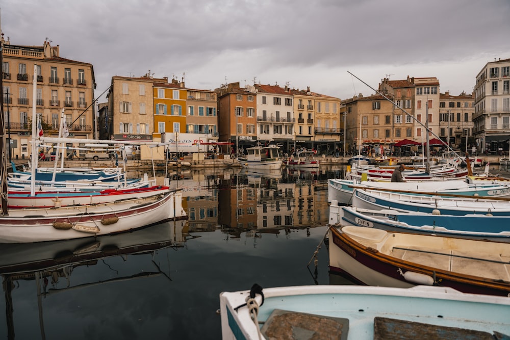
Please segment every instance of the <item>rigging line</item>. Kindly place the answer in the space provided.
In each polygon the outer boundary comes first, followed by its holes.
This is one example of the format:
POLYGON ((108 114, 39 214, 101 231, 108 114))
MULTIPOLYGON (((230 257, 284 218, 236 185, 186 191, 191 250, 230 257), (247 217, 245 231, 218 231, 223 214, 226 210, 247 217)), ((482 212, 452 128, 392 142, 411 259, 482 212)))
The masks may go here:
MULTIPOLYGON (((349 72, 349 71, 347 71, 347 72, 349 72)), ((349 72, 349 73, 350 73, 350 72, 349 72)), ((351 79, 352 80, 352 88, 354 89, 354 95, 356 95, 358 93, 356 92, 356 87, 354 86, 354 76, 354 76, 354 74, 353 74, 352 73, 351 73, 351 79)))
# # # # #
■ REQUIRED WORK ■
Reproduce the records above word for word, leaving out the pictures.

■ RESPONSE TO THE TASK ■
Please segment every instance of the <item>rigging line</item>. Kindly place the answer in the space provided.
In each polygon the outer boundary comes first, followed by its holes.
This is one example of the format:
POLYGON ((108 114, 39 214, 101 231, 108 114))
MULTIPOLYGON (((230 257, 284 218, 236 185, 186 191, 191 250, 230 257), (247 217, 245 231, 218 231, 223 214, 226 210, 247 217)), ((482 212, 452 128, 392 142, 411 259, 482 212)))
The masks may go here:
MULTIPOLYGON (((349 72, 349 71, 347 71, 347 72, 349 72)), ((349 72, 349 73, 350 73, 350 72, 349 72)), ((351 79, 352 80, 352 88, 354 89, 354 95, 356 95, 358 93, 356 92, 356 87, 354 86, 354 76, 354 76, 354 74, 353 74, 352 73, 351 73, 351 79)))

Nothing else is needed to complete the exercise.